**WHAT YOU WILL DO:** In the copy, include every entry exactly but none of the pictures.

**DATA PROVIDED:**

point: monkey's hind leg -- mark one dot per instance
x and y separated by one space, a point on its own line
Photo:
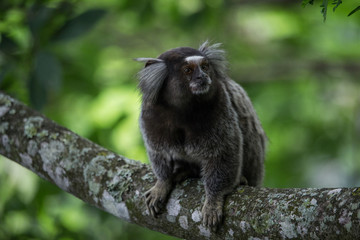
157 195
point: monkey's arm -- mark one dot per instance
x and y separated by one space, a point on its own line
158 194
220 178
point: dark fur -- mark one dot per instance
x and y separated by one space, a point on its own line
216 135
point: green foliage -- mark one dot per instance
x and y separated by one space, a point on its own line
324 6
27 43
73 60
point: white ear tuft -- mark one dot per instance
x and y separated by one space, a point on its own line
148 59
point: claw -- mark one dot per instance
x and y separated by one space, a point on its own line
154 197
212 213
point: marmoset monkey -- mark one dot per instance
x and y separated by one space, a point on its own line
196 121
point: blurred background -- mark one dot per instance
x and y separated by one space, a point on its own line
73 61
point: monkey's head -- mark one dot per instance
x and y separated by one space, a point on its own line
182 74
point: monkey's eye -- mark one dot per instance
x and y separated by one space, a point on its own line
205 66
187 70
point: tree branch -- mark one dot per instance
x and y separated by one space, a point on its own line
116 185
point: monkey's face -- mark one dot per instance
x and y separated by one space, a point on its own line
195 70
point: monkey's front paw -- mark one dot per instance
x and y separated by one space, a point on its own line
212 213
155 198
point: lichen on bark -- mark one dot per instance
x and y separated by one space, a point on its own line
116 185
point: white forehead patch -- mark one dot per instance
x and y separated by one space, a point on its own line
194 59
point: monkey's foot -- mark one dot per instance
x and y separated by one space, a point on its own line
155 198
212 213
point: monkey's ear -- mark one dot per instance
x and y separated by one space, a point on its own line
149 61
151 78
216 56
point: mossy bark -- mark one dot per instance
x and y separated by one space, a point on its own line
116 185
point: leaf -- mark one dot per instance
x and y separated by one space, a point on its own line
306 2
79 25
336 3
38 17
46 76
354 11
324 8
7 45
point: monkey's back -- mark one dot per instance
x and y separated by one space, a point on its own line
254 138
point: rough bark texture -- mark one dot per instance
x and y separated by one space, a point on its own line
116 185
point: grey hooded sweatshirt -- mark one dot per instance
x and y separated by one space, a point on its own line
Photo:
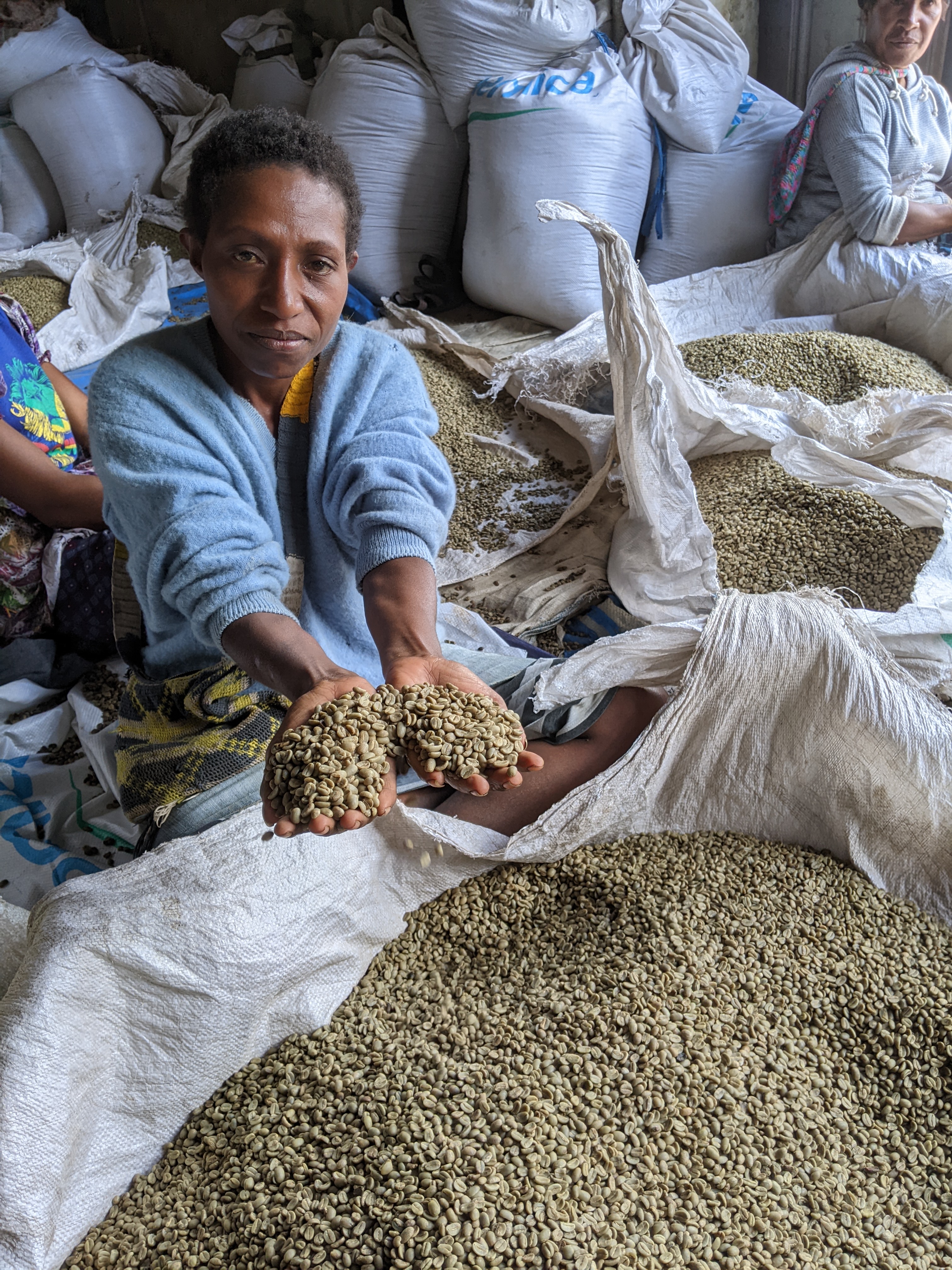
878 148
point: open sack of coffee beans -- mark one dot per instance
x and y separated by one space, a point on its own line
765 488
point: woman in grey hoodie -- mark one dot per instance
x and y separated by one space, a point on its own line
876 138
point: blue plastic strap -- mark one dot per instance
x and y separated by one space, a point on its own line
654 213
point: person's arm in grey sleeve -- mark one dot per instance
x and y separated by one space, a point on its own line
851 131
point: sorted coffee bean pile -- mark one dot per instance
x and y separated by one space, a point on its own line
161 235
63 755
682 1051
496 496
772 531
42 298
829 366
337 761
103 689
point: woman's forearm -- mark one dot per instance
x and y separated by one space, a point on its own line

**SOLUTION FOR THIS TASK:**
point: monkey's hind leg -- mark one dot per instance
x and y separated by one space, a point on its own line
Photo:
157 195
point: monkey's arm -- mark one dot per instance
x and y separated by one space, a point on its own line
158 194
220 178
point: dark fur -- mark one dot per instance
x and y separated by one space, a point on its own line
216 135
point: green foliage -- mark one dot per instance
x and y separated by one space, a point on its own line
324 6
27 43
73 60
point: white ear tuft -- mark one dot per instance
x and y separated by one space, a point on its own line
148 59
point: claw -- mark one dot per instance
x and y separated by one space, a point on its own line
154 197
212 213
point: marmoset monkey -- mark one dot per instance
x and y separated by one space, a point on its own line
196 121
point: blurred background -- mark one dot per instance
x and y separated by one space, a point on its own line
73 61
point: monkey's head -- mark one dot per instance
x and y separated by one space, a point on its own line
182 74
point: monkey's eye -- mark one dot per instance
x and y separated by one space, a point on its own line
205 66
187 70
point: tree branch -- mark one dot per instance
x and y separated by one space, a point on its own line
116 185
point: monkey's face -- mark one dot per instance
x and y separated by one space, a point on its own line
195 70
point: monkey's front paw -- mark one dot per instance
x and y separated by one space, a point on its own line
212 213
155 198
point: lichen on bark -- mark one dot per instance
x and y separated by one space, a point on its own line
116 185
point: white forehead patch -- mark one dot per instance
x and y separated by one space, a point on its own line
194 59
point: monkey's foot -- mark one dot per instance
x and y separated by one space, a point on its own line
155 198
212 213
point: monkey's ear -- mark one dot per instance
x and y separated by one space, a point on its own line
149 61
151 78
216 56
point: mossy bark -- mark one dot per instance
x and y separated by one space, a point on its own line
116 185
point: leaf -- mark one dot per instance
x and y separated by one space, a point on its own line
306 2
79 25
336 3
38 17
46 76
354 11
324 8
7 45
point: monkey's back -- mark one dot per instance
x and y separated by one space, a point on its own line
254 138
point: rough bark texture -- mark one dot per instance
x and y separated by one space, a point on its own line
116 185
point: grey hooded sweatshirt -- mark one dot per instance
x and y separated by one space, a point on its own line
Photo:
878 148
point: open sack of coffee beans -- mark one dot per instance
x and y separated by one space, a point on its own line
765 488
point: woman in grey hoodie -- mark one dot per instance
x and y separated by one space, a point on its own line
876 138
point: blue plastic strap -- mark one dot per instance
x and y separated by one space, a point on its own line
654 213
point: person's arm in grey sleeve -- mark one dot per instance
x and y separated by one space, a point on its own line
851 131
point: sorted coffee bean pile -- mark one dot per instance
x and y separated by one space, a point on its own line
161 235
63 755
682 1051
496 496
772 531
42 298
829 366
337 761
103 689
point: woman's forearm -- mark one dot per instance
x and y separated by one space, a point on its own line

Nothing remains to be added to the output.